• _SELECTION_:
§

Comment by phtrivier
2 days ago
I can steelman this into a “everything is about oil today, and minerals tomorrow”.
* Let’s assume the US is going to stabilise Venezuela quickly enough, that the Venezuelan oil will soon flow around, but only to “selected” countries (basically, …. Anyone but China)
* Let’s assume that the US is going to keep the war in Ukraine dragging on (it’s winter anyway), so that Ukraine can continue bombing the Russian oil infrastructure and
Then the outcome would be:
* USA kept happy because cheap oil will flow from Venezuela to USA, which would help keeping gas price down at the pumps, during an election year
* Europe kept obedient, because it’s not guaranteed to be on the list of “selected” countries that will get the cheap oil. Maybe they’ll even strike a “nice” bargain for Groenland, “or else...”

§

• _WHAT IS NEEDED_: Transcribe the part of the comment that begins at "Comment by phtrivier" and ends after "Anyone but China)". Rely only on the comment above when working with it.

• _MATERIAL_:
§

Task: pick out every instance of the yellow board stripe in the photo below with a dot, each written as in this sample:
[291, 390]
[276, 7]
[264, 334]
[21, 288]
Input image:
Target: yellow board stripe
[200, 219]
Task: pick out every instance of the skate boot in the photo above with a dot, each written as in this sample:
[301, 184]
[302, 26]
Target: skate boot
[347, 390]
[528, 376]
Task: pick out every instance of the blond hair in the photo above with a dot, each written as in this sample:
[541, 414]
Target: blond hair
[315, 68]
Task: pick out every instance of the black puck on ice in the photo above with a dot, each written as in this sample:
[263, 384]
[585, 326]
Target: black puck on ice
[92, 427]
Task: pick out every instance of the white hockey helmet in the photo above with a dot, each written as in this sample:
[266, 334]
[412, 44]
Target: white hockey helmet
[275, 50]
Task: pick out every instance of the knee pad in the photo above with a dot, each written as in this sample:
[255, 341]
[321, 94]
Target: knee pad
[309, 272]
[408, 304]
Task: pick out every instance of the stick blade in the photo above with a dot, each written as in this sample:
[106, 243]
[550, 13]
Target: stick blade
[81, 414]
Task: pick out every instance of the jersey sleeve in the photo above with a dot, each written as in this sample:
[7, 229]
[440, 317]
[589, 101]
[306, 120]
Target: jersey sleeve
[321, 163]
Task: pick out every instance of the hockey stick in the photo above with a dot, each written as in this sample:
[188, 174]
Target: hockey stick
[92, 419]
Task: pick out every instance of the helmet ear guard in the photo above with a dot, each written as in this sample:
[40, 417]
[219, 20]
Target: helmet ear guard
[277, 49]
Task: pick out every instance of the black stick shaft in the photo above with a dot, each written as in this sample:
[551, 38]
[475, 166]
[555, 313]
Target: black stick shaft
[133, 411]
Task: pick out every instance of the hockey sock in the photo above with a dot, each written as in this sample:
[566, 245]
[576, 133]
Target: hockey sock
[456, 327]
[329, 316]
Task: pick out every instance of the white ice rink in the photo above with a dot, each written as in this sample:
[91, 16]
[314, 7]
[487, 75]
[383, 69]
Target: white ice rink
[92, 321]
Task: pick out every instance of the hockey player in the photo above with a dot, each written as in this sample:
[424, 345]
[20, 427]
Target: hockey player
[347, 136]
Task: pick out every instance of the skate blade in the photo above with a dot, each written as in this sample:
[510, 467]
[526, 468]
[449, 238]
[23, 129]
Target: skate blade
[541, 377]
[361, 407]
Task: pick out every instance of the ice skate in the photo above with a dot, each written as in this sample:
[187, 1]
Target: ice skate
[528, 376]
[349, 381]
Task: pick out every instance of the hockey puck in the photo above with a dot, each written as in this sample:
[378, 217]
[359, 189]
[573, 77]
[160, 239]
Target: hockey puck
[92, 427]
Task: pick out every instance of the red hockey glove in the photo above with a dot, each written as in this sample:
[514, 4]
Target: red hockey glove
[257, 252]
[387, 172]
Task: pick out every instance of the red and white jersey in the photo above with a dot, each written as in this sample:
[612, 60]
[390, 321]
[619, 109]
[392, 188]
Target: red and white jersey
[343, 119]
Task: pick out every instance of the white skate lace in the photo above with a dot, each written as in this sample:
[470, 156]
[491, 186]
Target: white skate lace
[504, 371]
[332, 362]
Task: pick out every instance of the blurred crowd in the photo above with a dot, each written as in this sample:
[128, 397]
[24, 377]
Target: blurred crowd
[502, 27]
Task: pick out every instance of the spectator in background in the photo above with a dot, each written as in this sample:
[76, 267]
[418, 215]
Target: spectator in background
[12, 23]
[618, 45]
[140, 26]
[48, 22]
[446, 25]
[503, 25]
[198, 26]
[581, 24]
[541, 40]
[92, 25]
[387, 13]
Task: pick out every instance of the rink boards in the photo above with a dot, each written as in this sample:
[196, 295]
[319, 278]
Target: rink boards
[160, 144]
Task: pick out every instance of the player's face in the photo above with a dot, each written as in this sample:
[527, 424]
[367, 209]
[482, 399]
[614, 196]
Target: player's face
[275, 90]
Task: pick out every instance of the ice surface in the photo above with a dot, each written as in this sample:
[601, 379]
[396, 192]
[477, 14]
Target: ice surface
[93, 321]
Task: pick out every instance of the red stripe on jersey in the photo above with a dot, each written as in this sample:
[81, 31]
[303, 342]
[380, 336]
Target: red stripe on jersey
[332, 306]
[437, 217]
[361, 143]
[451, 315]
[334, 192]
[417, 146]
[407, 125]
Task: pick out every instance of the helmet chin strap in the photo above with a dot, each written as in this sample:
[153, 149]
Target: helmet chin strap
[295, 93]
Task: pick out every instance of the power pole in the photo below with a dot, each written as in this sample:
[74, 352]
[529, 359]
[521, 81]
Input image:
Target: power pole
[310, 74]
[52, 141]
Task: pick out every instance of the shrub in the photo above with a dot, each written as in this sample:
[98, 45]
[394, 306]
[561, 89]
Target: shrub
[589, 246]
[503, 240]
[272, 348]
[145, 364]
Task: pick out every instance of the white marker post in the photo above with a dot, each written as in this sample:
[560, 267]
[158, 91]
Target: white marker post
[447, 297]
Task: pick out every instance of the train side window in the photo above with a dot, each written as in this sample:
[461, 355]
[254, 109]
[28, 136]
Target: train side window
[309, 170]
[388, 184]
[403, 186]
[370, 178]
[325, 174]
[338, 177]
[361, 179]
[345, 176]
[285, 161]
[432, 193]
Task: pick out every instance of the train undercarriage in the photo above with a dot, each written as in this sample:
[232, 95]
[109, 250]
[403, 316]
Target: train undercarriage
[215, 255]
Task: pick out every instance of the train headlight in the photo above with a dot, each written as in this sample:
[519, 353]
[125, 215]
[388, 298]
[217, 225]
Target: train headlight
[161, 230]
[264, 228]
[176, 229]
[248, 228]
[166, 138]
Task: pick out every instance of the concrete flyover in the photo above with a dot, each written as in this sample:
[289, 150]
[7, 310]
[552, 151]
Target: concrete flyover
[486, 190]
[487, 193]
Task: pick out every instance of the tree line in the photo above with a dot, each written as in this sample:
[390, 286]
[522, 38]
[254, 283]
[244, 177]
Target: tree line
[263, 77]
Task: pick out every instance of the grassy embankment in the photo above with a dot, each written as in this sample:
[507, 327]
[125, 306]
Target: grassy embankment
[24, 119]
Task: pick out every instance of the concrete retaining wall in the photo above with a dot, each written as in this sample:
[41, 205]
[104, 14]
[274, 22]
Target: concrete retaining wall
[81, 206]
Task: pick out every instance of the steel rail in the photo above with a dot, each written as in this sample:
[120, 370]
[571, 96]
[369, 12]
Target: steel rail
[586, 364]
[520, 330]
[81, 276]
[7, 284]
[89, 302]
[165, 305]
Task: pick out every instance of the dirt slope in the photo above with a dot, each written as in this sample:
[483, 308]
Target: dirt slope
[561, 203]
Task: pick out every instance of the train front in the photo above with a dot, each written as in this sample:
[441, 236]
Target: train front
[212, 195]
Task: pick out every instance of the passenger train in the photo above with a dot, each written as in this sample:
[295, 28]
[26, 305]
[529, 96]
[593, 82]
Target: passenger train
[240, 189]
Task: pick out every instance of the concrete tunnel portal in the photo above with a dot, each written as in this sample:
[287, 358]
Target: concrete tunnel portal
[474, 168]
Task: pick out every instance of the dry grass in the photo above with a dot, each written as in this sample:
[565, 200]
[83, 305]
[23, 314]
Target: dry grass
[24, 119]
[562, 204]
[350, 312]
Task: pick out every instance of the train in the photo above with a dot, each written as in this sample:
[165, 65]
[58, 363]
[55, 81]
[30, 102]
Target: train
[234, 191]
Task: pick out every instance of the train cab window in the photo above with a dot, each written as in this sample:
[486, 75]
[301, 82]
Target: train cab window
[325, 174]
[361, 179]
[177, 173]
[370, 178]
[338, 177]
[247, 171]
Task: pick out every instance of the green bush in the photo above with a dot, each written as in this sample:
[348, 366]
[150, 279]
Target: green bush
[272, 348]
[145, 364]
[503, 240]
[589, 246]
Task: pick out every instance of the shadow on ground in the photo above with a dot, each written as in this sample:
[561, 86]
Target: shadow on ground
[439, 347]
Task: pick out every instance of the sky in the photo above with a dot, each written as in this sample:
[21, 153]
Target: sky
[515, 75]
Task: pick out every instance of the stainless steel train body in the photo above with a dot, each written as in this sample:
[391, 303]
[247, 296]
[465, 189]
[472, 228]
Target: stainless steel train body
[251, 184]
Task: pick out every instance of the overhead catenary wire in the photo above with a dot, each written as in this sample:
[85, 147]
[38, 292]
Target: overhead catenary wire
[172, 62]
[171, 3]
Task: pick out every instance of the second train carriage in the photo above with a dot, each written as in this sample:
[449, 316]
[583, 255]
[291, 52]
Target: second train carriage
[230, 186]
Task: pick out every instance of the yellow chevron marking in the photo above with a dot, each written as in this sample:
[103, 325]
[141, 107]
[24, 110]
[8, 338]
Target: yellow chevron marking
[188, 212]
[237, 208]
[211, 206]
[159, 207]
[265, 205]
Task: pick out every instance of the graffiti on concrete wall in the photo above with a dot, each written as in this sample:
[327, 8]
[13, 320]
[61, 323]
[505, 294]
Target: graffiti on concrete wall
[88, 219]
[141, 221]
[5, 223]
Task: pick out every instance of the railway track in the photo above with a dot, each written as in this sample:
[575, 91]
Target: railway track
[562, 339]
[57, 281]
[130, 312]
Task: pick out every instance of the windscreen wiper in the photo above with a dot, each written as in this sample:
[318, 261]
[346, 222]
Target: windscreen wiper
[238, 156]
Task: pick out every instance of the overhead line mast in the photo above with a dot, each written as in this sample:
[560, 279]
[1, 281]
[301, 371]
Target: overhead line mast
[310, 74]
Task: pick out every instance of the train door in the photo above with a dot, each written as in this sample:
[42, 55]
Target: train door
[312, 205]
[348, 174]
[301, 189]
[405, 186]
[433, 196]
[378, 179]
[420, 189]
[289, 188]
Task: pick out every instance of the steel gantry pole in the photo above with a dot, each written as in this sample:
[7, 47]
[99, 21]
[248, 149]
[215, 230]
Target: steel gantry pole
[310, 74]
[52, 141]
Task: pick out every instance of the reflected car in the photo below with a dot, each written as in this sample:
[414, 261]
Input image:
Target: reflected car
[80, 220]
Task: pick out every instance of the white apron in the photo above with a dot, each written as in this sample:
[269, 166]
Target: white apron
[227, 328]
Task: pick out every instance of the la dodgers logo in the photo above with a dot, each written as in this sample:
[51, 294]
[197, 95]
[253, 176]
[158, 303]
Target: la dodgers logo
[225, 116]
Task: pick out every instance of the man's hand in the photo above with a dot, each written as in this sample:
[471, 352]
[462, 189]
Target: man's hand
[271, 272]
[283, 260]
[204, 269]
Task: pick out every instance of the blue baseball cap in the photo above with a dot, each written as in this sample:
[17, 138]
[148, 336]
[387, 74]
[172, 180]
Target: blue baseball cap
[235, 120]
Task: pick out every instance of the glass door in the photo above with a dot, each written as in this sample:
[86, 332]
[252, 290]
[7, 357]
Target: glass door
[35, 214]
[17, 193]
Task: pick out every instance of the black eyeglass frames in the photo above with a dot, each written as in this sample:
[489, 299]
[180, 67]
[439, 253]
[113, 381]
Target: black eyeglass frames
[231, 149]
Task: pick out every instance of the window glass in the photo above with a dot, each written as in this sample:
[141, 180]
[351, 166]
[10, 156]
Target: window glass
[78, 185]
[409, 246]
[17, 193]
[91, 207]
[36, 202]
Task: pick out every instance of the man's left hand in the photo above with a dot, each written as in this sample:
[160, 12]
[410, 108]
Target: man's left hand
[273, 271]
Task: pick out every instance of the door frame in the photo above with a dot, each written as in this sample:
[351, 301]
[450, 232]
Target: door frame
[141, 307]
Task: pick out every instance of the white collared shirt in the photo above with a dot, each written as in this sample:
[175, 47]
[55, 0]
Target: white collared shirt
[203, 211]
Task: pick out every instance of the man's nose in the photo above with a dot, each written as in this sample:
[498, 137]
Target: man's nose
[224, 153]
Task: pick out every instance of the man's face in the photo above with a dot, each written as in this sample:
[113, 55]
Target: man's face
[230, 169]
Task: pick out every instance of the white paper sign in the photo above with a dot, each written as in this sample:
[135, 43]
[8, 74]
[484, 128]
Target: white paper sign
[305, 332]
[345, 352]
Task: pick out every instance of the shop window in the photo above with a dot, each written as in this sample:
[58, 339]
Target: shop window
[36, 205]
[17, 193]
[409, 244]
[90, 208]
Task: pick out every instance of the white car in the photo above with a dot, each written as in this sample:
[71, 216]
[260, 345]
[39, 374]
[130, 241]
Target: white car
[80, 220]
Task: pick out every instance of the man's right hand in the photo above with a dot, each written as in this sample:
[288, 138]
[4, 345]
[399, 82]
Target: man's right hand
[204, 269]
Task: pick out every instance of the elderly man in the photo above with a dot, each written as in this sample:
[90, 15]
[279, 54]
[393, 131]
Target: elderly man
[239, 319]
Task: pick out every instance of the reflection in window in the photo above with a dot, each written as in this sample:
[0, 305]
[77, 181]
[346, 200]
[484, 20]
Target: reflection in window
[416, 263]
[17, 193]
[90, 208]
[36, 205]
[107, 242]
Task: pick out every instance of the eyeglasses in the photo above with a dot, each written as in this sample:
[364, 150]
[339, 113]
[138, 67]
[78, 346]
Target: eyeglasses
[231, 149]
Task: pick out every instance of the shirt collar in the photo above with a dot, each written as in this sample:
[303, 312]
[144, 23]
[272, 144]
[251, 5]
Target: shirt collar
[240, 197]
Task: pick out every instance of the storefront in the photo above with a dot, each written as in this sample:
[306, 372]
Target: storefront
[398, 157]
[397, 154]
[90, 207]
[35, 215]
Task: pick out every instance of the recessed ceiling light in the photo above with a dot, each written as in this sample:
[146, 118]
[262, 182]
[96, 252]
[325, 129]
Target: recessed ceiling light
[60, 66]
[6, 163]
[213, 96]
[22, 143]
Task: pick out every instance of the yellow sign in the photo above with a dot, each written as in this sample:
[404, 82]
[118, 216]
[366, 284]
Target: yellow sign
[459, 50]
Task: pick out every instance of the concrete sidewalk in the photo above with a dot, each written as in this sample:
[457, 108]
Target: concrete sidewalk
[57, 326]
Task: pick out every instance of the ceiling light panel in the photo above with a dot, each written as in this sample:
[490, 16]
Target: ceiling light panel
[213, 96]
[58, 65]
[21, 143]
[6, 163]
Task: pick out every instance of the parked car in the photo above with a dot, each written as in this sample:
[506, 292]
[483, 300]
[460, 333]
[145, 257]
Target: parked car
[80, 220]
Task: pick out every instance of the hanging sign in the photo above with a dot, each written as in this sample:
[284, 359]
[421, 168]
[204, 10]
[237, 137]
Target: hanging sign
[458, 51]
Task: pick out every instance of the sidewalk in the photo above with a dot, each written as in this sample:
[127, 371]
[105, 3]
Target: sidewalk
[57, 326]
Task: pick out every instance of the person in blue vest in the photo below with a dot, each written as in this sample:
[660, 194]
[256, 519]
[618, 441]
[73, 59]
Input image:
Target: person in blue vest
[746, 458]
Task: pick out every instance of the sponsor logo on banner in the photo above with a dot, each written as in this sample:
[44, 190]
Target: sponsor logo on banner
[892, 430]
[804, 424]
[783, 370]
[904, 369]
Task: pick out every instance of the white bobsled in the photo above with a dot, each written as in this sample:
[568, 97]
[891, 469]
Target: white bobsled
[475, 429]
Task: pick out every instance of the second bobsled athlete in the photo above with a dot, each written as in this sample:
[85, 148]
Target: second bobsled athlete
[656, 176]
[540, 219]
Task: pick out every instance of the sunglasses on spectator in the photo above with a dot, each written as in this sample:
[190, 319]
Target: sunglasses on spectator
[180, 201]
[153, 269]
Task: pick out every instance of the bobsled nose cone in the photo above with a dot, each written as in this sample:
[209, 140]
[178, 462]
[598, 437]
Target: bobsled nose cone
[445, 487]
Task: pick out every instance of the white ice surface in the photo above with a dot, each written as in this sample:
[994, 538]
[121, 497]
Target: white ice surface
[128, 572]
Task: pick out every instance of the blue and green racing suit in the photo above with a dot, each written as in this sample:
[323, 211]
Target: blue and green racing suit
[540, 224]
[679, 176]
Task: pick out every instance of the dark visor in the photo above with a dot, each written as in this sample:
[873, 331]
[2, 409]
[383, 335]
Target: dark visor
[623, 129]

§

• _COMPLETE OUTPUT_:
Comment by phtrivier
2 days ago
I can steelman this into a “everything is about oil today, and minerals tomorrow”.
* Let’s assume the US is going to stabilise Venezuela quickly enough, that the Venezuelan oil will soon flow around, but only to “selected” countries (basically, …. Anyone but China)